WHAT TO WORK ON:
Can you copy every one of the records below line for line, without changing a single character?

DATA PROVIDED:

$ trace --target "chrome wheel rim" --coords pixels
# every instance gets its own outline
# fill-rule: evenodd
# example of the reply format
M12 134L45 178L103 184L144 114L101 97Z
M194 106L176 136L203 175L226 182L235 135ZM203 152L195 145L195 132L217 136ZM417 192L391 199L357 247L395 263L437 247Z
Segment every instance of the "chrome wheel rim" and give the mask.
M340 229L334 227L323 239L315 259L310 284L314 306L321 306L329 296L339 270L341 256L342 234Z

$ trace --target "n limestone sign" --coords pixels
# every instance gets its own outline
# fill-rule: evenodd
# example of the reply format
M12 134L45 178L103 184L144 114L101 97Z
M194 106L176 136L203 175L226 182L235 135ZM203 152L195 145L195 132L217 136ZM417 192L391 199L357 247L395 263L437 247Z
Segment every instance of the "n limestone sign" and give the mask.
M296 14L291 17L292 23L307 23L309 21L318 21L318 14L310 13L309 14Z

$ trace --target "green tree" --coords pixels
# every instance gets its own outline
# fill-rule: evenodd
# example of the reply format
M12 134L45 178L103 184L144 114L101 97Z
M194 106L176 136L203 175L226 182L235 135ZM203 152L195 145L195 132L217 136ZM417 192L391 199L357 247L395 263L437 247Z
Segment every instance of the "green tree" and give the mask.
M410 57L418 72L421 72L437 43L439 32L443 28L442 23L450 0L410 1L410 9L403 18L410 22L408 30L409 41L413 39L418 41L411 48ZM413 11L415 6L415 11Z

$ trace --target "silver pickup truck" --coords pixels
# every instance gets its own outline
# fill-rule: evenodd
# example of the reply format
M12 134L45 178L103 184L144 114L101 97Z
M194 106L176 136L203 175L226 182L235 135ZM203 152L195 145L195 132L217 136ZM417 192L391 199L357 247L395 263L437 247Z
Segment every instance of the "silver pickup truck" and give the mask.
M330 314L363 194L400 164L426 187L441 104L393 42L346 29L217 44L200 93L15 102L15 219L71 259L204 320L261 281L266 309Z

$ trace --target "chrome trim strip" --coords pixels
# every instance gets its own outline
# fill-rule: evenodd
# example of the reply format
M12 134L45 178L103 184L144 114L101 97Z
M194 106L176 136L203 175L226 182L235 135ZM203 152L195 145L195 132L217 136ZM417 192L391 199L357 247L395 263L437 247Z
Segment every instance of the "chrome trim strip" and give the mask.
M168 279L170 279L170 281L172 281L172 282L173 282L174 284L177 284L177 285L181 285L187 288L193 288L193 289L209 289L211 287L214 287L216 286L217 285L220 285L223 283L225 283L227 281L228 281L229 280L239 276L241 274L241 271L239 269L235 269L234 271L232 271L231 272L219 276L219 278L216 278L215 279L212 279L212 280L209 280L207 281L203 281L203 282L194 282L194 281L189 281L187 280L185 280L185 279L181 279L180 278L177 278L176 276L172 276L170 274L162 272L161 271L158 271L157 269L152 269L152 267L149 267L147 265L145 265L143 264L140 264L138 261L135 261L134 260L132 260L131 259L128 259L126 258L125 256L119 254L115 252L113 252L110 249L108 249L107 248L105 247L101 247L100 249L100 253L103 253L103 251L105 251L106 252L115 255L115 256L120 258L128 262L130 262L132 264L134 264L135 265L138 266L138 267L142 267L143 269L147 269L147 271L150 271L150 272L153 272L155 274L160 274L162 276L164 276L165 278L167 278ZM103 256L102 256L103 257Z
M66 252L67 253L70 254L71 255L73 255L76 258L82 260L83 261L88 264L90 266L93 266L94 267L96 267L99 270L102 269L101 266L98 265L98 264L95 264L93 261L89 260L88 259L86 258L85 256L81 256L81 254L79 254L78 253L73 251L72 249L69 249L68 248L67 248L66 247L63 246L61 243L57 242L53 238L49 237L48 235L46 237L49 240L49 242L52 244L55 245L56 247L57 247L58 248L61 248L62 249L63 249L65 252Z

SOLUTION FOR THIS PROBLEM:
$ trace --target "chrome wheel rim" --coords pixels
# every instance gets its own outline
# fill-rule: evenodd
# example of the reply format
M12 134L45 178L103 184L144 114L101 97Z
M194 106L176 136L203 175L226 182L235 135ZM203 152L195 145L195 132L217 136ZM417 192L391 199L357 247L395 263L437 247Z
Segment every instance of the "chrome wheel rim" and give the mask.
M340 229L334 227L323 239L315 259L310 284L314 306L321 306L329 296L339 270L341 256L342 234Z

$ trace --target "n limestone sign" --coords pixels
# every instance gets its own outline
# fill-rule: evenodd
# example of the reply format
M12 134L45 178L103 184L144 114L101 97Z
M194 106L176 136L203 175L226 182L235 135ZM203 152L195 145L195 132L217 136ZM417 192L391 199L357 247L395 263L437 247Z
Segment every instance of the "n limestone sign" and give the mask.
M296 14L291 17L292 23L307 23L309 21L318 21L318 14L310 13L309 14Z

$ trace --target "green tree" --coords pixels
# every instance gets its own outline
# fill-rule: evenodd
# example of the reply format
M12 134L45 178L103 184L144 114L101 97Z
M194 106L176 136L203 175L226 182L235 135ZM203 152L195 145L195 132L217 136ZM417 192L391 199L357 247L395 263L437 247Z
Segment every instance of the "green tree" and give the mask.
M410 57L418 72L421 72L437 43L439 32L443 28L442 23L450 0L410 1L410 9L403 18L410 22L408 30L409 41L413 39L418 41L411 48ZM413 11L415 6L415 11Z

$ trace --target "silver pickup truck" --coords pixels
# every instance gets its own outline
# fill-rule: evenodd
# example of the reply format
M12 134L45 178L103 184L144 114L101 97Z
M194 106L176 136L203 175L226 182L235 135ZM203 152L195 145L195 132L217 136ZM417 192L391 199L357 247L395 263L437 247Z
Segment every instance of the "silver pickup truck" and give the mask.
M330 314L363 194L400 164L426 187L441 104L393 42L346 29L217 44L200 93L15 102L15 219L71 259L204 320L261 281L266 309Z

$ trace --target "chrome trim strip" --coords pixels
# every instance gets its own outline
# fill-rule: evenodd
# example of the reply format
M12 134L45 178L103 184L144 114L101 97Z
M194 106L176 136L203 175L226 182L235 135ZM203 152L195 145L195 132L217 136ZM417 192L391 199L357 247L395 263L437 247Z
Segment every instance of the "chrome trim strip" and give the mask.
M168 279L170 279L170 281L172 281L172 282L173 282L174 284L177 284L177 285L181 285L187 288L193 288L193 289L209 289L211 287L214 287L216 286L217 285L220 285L223 283L225 283L227 281L228 281L229 280L239 276L241 274L241 271L239 269L235 269L234 271L232 271L231 272L219 276L219 278L216 278L215 279L212 279L212 280L209 280L207 281L203 281L203 282L194 282L194 281L189 281L187 280L185 280L185 279L181 279L180 278L177 278L176 276L172 276L170 274L162 272L161 271L158 271L157 269L152 269L152 267L149 267L147 265L145 265L143 264L140 264L138 261L135 261L134 260L132 260L131 259L128 259L126 258L125 256L119 254L115 252L113 252L110 249L108 249L107 248L105 247L101 247L100 249L100 253L103 253L103 251L105 251L106 252L115 255L115 256L120 258L128 262L130 262L132 264L134 264L135 265L138 266L138 267L142 267L143 269L147 269L147 271L150 271L150 272L153 272L155 274L160 274L162 276L164 276L165 278L167 278ZM103 256L102 256L103 257Z
M66 252L67 253L70 254L71 255L73 255L76 258L82 260L83 261L88 264L90 266L93 266L94 267L96 267L99 270L102 269L101 266L98 265L98 264L95 264L93 261L89 260L88 259L86 258L85 256L81 256L81 254L79 254L78 253L73 251L72 249L69 249L68 248L67 248L66 247L63 246L61 243L57 242L53 238L49 237L48 235L46 237L49 240L49 242L52 244L55 245L56 247L57 247L58 248L61 248L62 249L63 249L65 252Z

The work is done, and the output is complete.